-- Begin --

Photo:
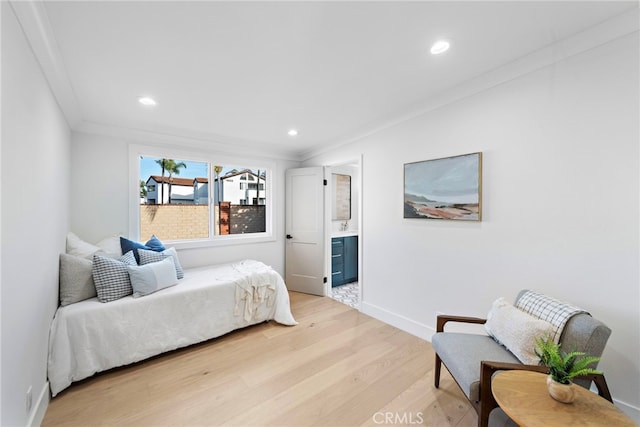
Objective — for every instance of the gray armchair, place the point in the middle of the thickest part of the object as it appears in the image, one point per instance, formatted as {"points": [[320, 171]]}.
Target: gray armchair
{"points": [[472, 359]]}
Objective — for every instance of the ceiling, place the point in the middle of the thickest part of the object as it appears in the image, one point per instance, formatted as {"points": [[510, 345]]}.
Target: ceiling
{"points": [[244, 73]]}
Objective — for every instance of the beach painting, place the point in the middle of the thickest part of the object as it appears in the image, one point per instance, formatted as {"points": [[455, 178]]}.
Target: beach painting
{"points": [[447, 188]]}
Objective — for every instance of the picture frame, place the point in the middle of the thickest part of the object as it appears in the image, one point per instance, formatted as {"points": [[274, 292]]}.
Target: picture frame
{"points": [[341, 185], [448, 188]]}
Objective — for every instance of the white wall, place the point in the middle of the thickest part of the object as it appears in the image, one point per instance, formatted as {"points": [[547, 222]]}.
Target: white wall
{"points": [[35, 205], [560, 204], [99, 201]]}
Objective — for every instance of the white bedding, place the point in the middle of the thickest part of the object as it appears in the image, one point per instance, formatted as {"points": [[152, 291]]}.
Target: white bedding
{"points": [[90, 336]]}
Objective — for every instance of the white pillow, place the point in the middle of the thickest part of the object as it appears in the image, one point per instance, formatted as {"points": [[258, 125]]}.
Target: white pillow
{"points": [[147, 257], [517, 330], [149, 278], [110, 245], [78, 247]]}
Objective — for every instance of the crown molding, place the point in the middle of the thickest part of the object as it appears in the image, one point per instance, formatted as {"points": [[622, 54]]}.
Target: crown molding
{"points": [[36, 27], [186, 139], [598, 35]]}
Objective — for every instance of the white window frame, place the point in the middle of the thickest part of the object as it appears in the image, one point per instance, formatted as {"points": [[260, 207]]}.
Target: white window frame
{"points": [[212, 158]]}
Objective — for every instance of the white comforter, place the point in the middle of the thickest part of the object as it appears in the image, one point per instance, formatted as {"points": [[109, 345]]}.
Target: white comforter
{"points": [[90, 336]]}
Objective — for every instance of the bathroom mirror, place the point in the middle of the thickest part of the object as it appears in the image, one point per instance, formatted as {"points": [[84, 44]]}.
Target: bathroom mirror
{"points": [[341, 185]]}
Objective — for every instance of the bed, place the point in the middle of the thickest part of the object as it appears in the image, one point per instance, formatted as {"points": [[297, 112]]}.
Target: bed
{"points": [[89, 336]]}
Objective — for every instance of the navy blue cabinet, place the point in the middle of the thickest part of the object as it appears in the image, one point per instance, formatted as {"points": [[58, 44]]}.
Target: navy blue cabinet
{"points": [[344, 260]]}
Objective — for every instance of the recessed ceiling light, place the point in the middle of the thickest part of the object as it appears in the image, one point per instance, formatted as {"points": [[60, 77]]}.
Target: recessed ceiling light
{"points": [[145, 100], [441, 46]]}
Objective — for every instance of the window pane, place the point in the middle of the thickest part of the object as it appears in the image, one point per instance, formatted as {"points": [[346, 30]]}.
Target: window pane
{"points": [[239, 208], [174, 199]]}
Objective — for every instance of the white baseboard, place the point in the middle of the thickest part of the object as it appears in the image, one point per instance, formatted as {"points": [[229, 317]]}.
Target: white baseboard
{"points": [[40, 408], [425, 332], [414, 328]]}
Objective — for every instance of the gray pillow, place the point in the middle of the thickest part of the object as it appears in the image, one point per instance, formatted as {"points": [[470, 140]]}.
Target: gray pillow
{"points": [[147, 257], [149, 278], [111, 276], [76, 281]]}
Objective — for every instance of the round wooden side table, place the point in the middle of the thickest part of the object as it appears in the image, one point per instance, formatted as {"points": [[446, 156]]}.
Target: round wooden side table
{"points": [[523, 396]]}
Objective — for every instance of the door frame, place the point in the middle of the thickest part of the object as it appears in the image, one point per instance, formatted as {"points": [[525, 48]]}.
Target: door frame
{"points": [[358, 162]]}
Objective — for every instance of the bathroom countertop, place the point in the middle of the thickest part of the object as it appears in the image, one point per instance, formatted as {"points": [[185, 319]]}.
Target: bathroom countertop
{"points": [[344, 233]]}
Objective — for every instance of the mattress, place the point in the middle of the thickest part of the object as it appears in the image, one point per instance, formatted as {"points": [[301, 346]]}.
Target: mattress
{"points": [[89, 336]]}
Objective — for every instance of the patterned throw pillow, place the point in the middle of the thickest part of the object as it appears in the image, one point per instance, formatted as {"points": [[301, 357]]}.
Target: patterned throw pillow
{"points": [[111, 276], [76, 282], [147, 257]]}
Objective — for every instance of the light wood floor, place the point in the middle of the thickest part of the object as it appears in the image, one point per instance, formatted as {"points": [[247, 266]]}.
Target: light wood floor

-- End --
-- Begin --

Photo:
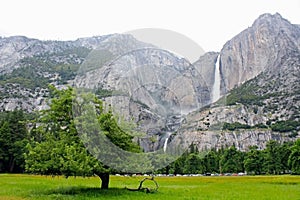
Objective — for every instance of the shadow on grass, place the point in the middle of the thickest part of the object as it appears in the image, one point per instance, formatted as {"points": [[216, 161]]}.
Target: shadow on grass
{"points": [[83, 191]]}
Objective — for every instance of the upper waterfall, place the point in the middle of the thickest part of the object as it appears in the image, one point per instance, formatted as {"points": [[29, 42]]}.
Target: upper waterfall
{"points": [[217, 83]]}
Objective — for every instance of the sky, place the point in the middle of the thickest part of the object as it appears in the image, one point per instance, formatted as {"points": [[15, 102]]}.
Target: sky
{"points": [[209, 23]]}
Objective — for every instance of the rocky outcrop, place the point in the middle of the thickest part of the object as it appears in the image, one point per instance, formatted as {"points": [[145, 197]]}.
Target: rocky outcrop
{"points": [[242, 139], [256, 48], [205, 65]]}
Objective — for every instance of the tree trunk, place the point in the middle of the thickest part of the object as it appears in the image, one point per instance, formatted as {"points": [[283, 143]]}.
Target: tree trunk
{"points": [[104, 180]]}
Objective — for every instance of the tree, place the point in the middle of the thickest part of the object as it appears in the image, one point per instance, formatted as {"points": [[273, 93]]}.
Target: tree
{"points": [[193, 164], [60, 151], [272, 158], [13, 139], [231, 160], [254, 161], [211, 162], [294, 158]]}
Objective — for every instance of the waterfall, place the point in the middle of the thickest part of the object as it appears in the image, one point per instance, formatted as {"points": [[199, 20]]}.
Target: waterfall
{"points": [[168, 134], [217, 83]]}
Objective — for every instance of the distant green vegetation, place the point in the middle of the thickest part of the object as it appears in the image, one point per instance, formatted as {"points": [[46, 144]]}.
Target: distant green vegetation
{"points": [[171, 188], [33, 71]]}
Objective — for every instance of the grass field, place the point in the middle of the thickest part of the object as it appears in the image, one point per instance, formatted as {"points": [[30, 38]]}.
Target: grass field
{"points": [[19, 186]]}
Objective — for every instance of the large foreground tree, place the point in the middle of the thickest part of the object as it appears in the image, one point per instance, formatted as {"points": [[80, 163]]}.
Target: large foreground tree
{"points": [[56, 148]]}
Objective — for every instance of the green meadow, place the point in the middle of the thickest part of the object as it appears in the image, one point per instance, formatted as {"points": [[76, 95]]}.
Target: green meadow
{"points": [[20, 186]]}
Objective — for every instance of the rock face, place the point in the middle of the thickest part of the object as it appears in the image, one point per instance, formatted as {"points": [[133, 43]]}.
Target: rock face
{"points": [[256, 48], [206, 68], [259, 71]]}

-- End --

* [What is required]
Update the part of the material that opens with the line containing "Objective — for every instance of the white pillow, place" and closes with the line containing "Target: white pillow" by replacing "white pillow" with "ivory pillow" and leaving everything else unchanged. Give only those lines.

* [Full output]
Objective — for every instance of the ivory pillow, place the point in the middle of the thickest part of the object as it appears in the image, one point per instance, formatted as {"points": [[258, 125]]}.
Target: ivory pillow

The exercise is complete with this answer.